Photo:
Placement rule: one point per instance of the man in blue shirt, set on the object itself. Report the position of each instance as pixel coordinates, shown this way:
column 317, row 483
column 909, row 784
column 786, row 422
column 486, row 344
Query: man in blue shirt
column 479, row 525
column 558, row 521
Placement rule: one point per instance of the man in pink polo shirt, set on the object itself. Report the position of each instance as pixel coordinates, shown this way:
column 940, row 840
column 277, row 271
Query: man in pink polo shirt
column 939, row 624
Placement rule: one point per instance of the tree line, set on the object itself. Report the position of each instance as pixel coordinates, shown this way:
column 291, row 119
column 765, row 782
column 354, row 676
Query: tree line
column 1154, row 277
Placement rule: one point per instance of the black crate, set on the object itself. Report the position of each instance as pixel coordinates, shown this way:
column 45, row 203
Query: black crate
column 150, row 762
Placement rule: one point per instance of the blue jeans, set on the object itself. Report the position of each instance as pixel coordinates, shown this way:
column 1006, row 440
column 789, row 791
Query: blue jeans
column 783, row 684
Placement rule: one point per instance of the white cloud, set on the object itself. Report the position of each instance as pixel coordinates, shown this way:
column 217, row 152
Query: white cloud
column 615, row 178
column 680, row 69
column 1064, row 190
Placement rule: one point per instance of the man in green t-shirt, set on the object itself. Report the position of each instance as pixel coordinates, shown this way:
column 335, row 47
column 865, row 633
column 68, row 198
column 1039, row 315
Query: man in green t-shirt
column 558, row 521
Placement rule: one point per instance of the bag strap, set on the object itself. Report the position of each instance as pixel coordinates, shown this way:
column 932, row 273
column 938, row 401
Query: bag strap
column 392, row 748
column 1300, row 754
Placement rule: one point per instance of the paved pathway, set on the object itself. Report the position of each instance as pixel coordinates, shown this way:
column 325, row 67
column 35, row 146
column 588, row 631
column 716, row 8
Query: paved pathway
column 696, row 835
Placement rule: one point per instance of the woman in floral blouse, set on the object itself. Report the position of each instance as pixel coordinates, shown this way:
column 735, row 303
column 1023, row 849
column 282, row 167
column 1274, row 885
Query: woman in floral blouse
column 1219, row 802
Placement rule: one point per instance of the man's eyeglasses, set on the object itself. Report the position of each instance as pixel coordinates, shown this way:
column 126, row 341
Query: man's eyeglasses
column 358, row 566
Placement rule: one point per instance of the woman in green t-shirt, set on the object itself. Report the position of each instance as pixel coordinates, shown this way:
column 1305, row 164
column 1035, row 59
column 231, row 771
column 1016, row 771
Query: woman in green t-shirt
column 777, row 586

■ ■ ■ ■ ■

__TASK GOAL__
All the records are to be transcribed exactly, with no line missing.

__RESPONSE AREA__
Photo:
Placement rule: one point per instance of the man in blue shirt, set on the object itself. Report the position of each instance as pixel coordinates, shown this way:
column 317, row 483
column 909, row 784
column 786, row 422
column 486, row 344
Query: man in blue shirt
column 479, row 525
column 558, row 521
Placement rule: one point per instance of the man in pink polo shirt, set on the object itself. Report the position of each instance as pixel coordinates, shown this way:
column 940, row 840
column 277, row 271
Query: man in pink polo shirt
column 939, row 624
Placement rule: one point per instance of the tree line, set on the object itself. Report the position of each instance as pixel coordinates, shown this way:
column 291, row 119
column 765, row 782
column 354, row 676
Query: tree line
column 1154, row 277
Placement rule: one point per instance of the black crate, set on the object itself. Report the position of each instance as pixel coordinates, shown this way:
column 45, row 203
Query: black crate
column 150, row 762
Placement rule: one point per instance of the blue jeans, set on the object itself. Report the position of each instance as pixel coordinates, shown this way:
column 1006, row 440
column 789, row 791
Query: blue jeans
column 783, row 684
Placement rule: one point per instance of the white cloud, set on the object itself. Report the position of each instance as pixel coordinates, shown this way:
column 217, row 152
Query: white cloud
column 615, row 178
column 680, row 69
column 1064, row 190
Placement rule: one point per instance of the man in green t-shirt, set on the object itself. Report the position of each instance as pixel coordinates, shown this way:
column 335, row 47
column 865, row 633
column 68, row 198
column 1039, row 315
Query: man in green t-shirt
column 558, row 521
Placement rule: one point per instance of the bag strap, set on the object itself. Report the position of each instance as pixel coordinates, shown this way:
column 932, row 273
column 938, row 401
Query: bag strap
column 392, row 748
column 1300, row 754
Placement rule: one point per instance of the paved pathway, set on the object itself. Report the position of each instance as pixel coordinates, shown this way:
column 325, row 67
column 35, row 146
column 588, row 631
column 716, row 8
Query: paved pathway
column 696, row 835
Placement rule: one point per instance of the woman in floral blouse, set on the object itself. Report the position of each instance as pixel coordinates, shown this way:
column 735, row 303
column 1023, row 849
column 282, row 167
column 1274, row 885
Query: woman in floral blouse
column 1219, row 802
Placement rule: one point per instance of the man's eyeglasses, set on the object itself. Report the position of each instance as pixel coordinates, shown this way:
column 126, row 341
Query: man's eyeglasses
column 358, row 566
Placement rule: one point per instance of the woman in green t-shirt, set on the object itself. Report the position of each instance as pixel coordinates, shown this way:
column 1305, row 164
column 1035, row 59
column 231, row 771
column 1016, row 771
Query: woman in green t-shirt
column 777, row 586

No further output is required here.